━━━━━ Material for the task

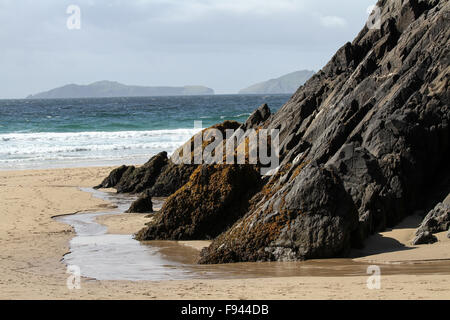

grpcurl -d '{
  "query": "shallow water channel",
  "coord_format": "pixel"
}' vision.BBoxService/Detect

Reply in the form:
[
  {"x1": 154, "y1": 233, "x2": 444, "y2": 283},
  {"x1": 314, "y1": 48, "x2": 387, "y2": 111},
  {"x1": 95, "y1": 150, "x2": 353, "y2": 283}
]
[{"x1": 55, "y1": 188, "x2": 450, "y2": 281}]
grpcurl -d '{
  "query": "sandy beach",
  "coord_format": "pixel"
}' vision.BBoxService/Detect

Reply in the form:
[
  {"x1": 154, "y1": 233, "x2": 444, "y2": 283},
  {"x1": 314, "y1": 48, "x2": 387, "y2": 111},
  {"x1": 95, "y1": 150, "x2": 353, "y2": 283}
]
[{"x1": 0, "y1": 167, "x2": 450, "y2": 299}]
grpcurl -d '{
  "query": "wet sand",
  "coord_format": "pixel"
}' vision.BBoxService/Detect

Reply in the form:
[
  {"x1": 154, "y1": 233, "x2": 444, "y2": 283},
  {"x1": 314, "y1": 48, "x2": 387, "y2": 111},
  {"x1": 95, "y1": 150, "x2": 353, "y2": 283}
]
[{"x1": 0, "y1": 168, "x2": 450, "y2": 299}]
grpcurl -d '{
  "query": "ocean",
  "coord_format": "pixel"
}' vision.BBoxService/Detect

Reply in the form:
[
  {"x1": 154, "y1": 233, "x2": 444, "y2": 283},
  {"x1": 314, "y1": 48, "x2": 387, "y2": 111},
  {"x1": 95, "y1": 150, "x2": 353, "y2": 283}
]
[{"x1": 0, "y1": 95, "x2": 290, "y2": 170}]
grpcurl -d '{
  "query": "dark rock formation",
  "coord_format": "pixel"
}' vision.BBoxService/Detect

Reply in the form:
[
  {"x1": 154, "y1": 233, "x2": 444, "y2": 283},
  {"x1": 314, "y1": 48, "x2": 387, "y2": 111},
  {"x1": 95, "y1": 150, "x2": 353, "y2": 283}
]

━━━━━━━━━━

**Your objective:**
Select every line in the listing above that contains the string "query", and copy each one.

**Output of the task:**
  "query": "shallow water channel",
  "query": "sandy beach",
  "query": "wet sand",
  "query": "ocean",
  "query": "dark rock formation",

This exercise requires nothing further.